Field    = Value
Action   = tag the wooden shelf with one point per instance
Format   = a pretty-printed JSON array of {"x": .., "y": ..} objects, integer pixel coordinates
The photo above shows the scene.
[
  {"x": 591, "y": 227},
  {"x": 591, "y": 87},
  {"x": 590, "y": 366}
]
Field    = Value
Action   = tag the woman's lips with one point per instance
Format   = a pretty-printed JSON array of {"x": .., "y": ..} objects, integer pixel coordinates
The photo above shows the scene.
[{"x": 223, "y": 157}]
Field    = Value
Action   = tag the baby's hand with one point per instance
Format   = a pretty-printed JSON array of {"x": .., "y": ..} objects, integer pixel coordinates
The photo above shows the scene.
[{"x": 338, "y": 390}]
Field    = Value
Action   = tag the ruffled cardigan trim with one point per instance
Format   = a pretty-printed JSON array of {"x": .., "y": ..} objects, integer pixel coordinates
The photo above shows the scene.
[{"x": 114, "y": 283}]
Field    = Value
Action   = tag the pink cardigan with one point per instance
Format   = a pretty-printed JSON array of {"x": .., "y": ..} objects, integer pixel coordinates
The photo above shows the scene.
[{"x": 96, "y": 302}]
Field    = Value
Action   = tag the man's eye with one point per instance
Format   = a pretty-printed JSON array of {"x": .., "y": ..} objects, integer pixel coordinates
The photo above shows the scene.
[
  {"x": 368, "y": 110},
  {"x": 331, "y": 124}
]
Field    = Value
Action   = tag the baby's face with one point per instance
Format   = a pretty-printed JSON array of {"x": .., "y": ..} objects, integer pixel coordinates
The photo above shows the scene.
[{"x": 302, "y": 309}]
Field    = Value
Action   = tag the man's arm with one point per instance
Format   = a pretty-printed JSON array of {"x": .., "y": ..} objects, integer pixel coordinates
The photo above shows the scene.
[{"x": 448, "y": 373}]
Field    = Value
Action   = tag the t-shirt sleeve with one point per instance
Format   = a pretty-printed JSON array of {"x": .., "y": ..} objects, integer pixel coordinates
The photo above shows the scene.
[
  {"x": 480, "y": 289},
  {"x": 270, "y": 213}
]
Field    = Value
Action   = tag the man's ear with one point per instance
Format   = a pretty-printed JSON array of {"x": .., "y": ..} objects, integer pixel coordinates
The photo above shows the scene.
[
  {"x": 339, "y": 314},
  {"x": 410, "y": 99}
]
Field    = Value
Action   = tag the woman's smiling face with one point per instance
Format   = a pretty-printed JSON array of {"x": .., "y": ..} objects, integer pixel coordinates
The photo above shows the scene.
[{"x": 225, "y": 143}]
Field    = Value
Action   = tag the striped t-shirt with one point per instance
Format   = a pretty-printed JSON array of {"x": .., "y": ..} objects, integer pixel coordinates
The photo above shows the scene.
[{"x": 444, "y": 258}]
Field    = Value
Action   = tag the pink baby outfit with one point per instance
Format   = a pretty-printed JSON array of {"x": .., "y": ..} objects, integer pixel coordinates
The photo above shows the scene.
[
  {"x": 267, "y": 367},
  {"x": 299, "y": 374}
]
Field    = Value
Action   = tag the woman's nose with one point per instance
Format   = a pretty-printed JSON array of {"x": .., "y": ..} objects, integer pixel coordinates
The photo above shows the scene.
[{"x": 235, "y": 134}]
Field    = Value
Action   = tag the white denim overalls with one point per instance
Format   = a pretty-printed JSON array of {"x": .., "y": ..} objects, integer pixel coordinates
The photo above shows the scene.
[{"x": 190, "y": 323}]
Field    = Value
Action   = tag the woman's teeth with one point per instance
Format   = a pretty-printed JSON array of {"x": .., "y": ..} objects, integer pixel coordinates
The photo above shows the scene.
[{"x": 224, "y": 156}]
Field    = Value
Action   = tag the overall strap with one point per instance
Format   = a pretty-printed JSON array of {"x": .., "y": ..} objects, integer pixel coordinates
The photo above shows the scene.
──────────
EXERCISE: Make an exact copy of the data above.

WORKED ANSWER:
Field    = Value
Action   = tag the wooden shelf with one point per instance
Format   = a pretty-printed JSON array of {"x": .., "y": ..} objects, integer pixel coordinates
The photo above shows the scene.
[
  {"x": 591, "y": 227},
  {"x": 591, "y": 87},
  {"x": 590, "y": 366}
]
Field    = Value
Action   = tag the woman's lips with one point per instance
Format   = a pretty-printed JSON array of {"x": .., "y": ..} objects, integer pixel coordinates
The photo above shows the scene.
[{"x": 223, "y": 157}]
Field    = Value
Action   = tag the baby's hand with one point per instance
Format   = a pretty-printed JSON array of {"x": .., "y": ..} objects, integer pixel coordinates
The photo above shows the scene.
[{"x": 338, "y": 390}]
Field    = Value
Action   = tag the ruffled cardigan trim with one point per instance
Format   = a pretty-printed JSON array of {"x": .., "y": ..} objects, integer pixel coordinates
The photo above shows the scene.
[{"x": 114, "y": 283}]
Field    = Value
Action   = tag the pink cardigan with one point per instance
Format   = a pretty-printed JSON array of {"x": .., "y": ..} objects, integer pixel coordinates
The photo above shows the scene.
[{"x": 96, "y": 302}]
Field    = Value
Action   = tag the man's eye with one point per instance
Format   = a pretty-printed JSON array of {"x": .., "y": ..} objects, integer pixel coordinates
The photo above shows the scene.
[
  {"x": 368, "y": 110},
  {"x": 331, "y": 124}
]
Field    = Value
Action   = tag the baby's face with one point per instance
Format   = a pretty-printed JSON array of {"x": .., "y": ..} objects, integer pixel coordinates
The photo above shows the scene.
[{"x": 302, "y": 309}]
Field    = Value
Action   = tag the man's arm with one point per instance
Format   = a pretty-printed JSON array of {"x": .., "y": ..} objects, integer pixel coordinates
The photo above shows the scene.
[{"x": 448, "y": 373}]
Field    = Value
Action   = tag the t-shirt sleeve with one point per instance
Format   = a pretty-printed JSON array of {"x": .., "y": ..} objects, integer pixel coordinates
The photo above shows the scene.
[
  {"x": 480, "y": 289},
  {"x": 270, "y": 213}
]
Field    = Value
Action   = tag the man's ear with one point per instance
Format   = a pretty-printed JSON array of {"x": .., "y": ..} objects, integer pixel coordinates
The photo above shows the scene.
[
  {"x": 339, "y": 314},
  {"x": 410, "y": 99}
]
Field    = Value
Action   = tag the woman's smiling face with one point per instance
Format   = a pretty-printed JSON array of {"x": .., "y": ..} objects, integer pixel coordinates
The photo above shows the scene.
[{"x": 225, "y": 143}]
Field    = Value
Action   = tag the striped t-shirt with one point per instance
Format   = a pretty-printed JSON array of {"x": .., "y": ..} objects, integer pixel coordinates
The photo above shows the scene.
[{"x": 444, "y": 258}]
Field    = Value
Action   = tag the pink baby outfit with one point per instance
Format   = a pretty-printed JSON array of {"x": .., "y": ..} objects, integer pixel coordinates
The photo above shows the scene.
[
  {"x": 267, "y": 367},
  {"x": 299, "y": 374}
]
Field    = Value
Action   = tag the woman's nose with one point per instance
Format   = a pretty-printed JSON array of {"x": .., "y": ..} objects, integer pixel coordinates
The photo above shows the scene.
[{"x": 235, "y": 134}]
Field    = Value
Action   = tag the white denim overalls with one point per instance
Format   = a pretty-printed JSON array of {"x": .., "y": ..} objects, integer pixel coordinates
The photo above shows the scene.
[{"x": 190, "y": 323}]
Field    = Value
Action   = tag the woman's teeth with one point per instance
Format   = a pretty-printed JSON array of {"x": .., "y": ..} objects, integer pixel coordinates
The photo above shows the scene.
[{"x": 224, "y": 156}]
Field    = Value
Action   = tag the overall strap with one point per instance
Format   = a pretty-printed JSON array of {"x": .., "y": ..} objects, integer pixel coordinates
The photo above shows the scene.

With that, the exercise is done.